> TEXT BLOCK:
####################

First seen at the Fringe in 2019, Blood and Gold is a beautiful and disturbing one-hour monologue by Mara Menzies, one of Scotland’s leading theatre artists of African heritage. The imagery of the three or four stories she tells – which sometimes nestle magically inside one another like Russian dolls, making it hard to say exactly where one ends and the next begins – is African, rich with gods and demons and mysterious winds on which mothers can hear their children speak from thousands of miles away. If you missed it, then it’s a show well worth watching, for everyone who cares about the history of colonialism and Scotland’s complicity in it.

Royal Lyceum Theatre Studio, 6pm, 11-14, 17-21 and 24-28 August

Jack Docherty: Nothing But

Not many people debuted new shows at last year’s Fringe – compared to a typical year, at least – but one highlight was this piece of solo theatre by the star of Absolutely, Scot Squad and more. Nothing But, now revived for a full run, revisits one magical night on the Fringe, four decades ago, that has somehow haunted Docherty’s life ever since. It’s a hugely engaging and beautifully shaped piece of personal reminiscence, or fantasy, about how the young Jack met the girl of his dreams one evening at the festival – an American student, set to return home the next morning – and how this impacted on the relationship he already had, culminating in an inevitable mid-life crisis.

####################

> REQUIRED ACTIONS:
(a) List every title of a show or production named in the Fringe listings.
(b) Reproduce the passage of the Fringe listings from "Royal Lyceum Theatre" up to and including "inevitable mid-life crisis.".
The data that follows is separate from the Fringe listings.

> DATA SECTION:
####################

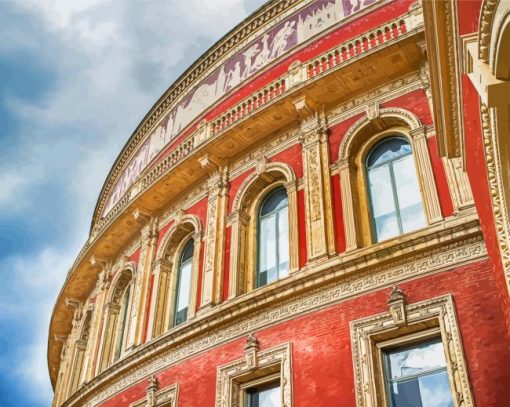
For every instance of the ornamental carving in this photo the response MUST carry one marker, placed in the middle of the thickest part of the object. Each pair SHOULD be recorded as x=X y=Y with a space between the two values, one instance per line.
x=367 y=332
x=256 y=363
x=354 y=281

####################

> SOLUTIONS FOR EACH TASK:
(a)
Blood and Gold
Nothing But
Absolutely
Scot Squad

(b)
Royal Lyceum Theatre Studio, 6pm, 11-14, 17-21 and 24-28 August

Jack Docherty: Nothing But

Not many people debuted new shows at last year’s Fringe – compared to a typical year, at least – but one highlight was this piece of solo theatre by the star of Absolutely, Scot Squad and more. Nothing But, now revived for a full run, revisits one magical night on the Fringe, four decades ago, that has somehow haunted Docherty’s life ever since. It’s a hugely engaging and beautifully shaped piece of personal reminiscence, or fantasy, about how the young Jack met the girl of his dreams one evening at the festival – an American student, set to return home the next morning – and how this impacted on the relationship he already had, culminating in an inevitable mid-life crisis.